> **DOCUMENT EXTRACT**:

"""

# Bottomless Portafilter and Basket for Lelit Victoria



## MattDanFrank (Dec 27, 2020)

My new Lelit Victoria arrives next week and I want to buy a bottomless portafilter for it, but can't seem to find any Lelit ones for sale.

Does anyone have a recommendation on what/where I should buy one please? Even 3rd party if you think it's good.

I'm also thinking an 18 gr basket would match my needs. So, VST or IMS? The info on this is overwhelming.

Thanks everyone. Amazing Forum.

Matt


----------



## Paul_from_Oz (Sep 10, 2020)

Search for for Lelit PLA580V (plastic handle) and PLA580W (walnut handle).

You can also use a generic E61 bottomless portafilter, but be aware that the "lugs" of some of these portafilters may be taller (thicker, higher) than the Lelit equipment. This means that the portafilter won't twist as far in the group head. That could be mitigated to some extent by using a thinner after-market (eg Cafelat)group head gasket

For reference, I've measured the lug height on my two Lelit portafilters (about 6.15mm) and on a generic one I have (about 7.15mm).

Hope this helps (and not confuses!)


----------



## MattDanFrank (Dec 27, 2020)

Paul_from_Oz said:


> Search for for Lelit PLA580V (plastic handle) and PLA580W (walnut handle).
> You can also use a generic E61 bottomless portafilter, but be aware that the "lugs" of some of these portafilters may be taller (thicker, higher) than the Lelit equipment. This means that the portafilter won't twist as far in the group head. That could be mitigated to some extent by using a thinner after-market (eg Cafelat)group head gasket
> For reference, I've measured the lug height on my two Lelit portafilters (about 6.15mm) and on a generic one I have (about 7.15mm).
> Hope this helps (and not confuses!)


Thank you@Paul_from_Oz! I have the PLA580V winging its way to me now. Thanks for going above and beyond Re the E61 portafilter info too.


----------



## Zorkin (Feb 5, 2021)

I use :

https://www.ebay.co.uk/itm/LELIT-58mm-Bottomless-Naked-Portafilter-Espresso-Handle-Triple-Shot-21g-Basket-/282202377751?_trksid=p2349624.m46890.l49292

Perfect fit and very happy with it.

I use a VST 18 gr basket, def better than the stock basket , but the puck loves to stick to the shower screen. Juts ordered a VST 18gr - see how that goes.


----------

"""

> **SUPPLIED ENTRIES**:

"""

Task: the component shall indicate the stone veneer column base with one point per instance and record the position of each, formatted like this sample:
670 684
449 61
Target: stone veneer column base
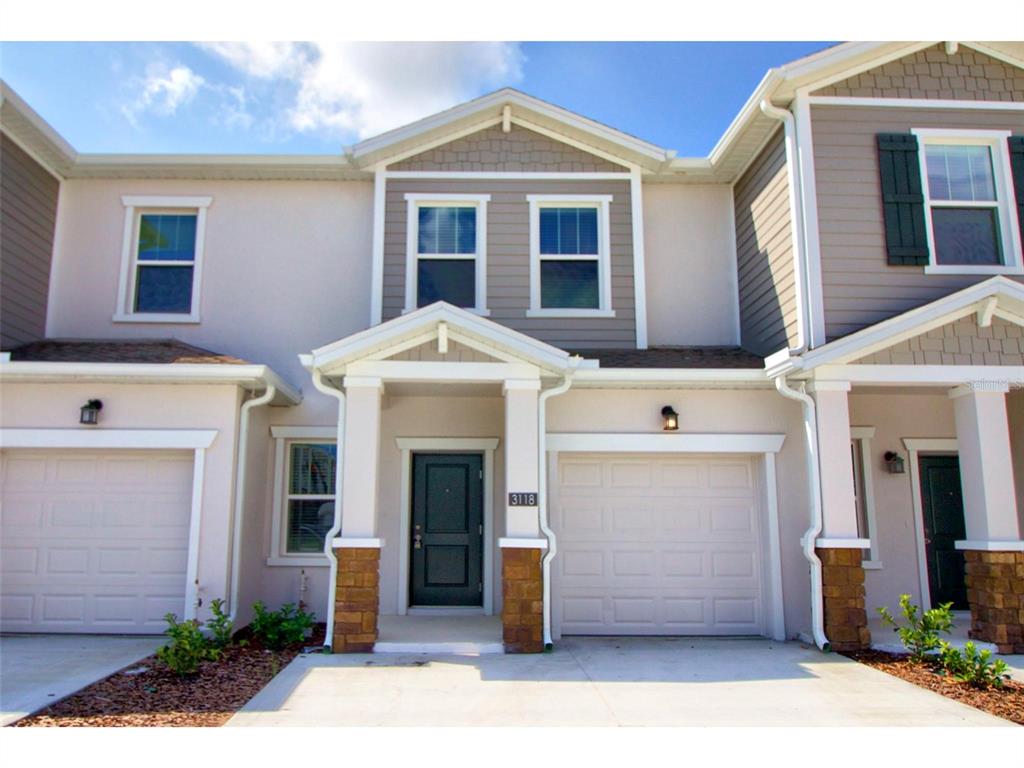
843 593
995 592
522 591
356 600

"""

> **YOUR INSTRUCTIONS**: Rewrite the portafilter thread between "# Bottomless Portafilter" and "this is overwhelming.", inclusive, with "recommendation" changed to "suggestion".

> **FINISHED EXERCISE**:
# Bottomless Portafilter and Basket for Lelit Victoria



## MattDanFrank (Dec 27, 2020)

My new Lelit Victoria arrives next week and I want to buy a bottomless portafilter for it, but can't seem to find any Lelit ones for sale.

Does anyone have a suggestion on what/where I should buy one please? Even 3rd party if you think it's good.

I'm also thinking an 18 gr basket would match my needs. So, VST or IMS? The info on this is overwhelming.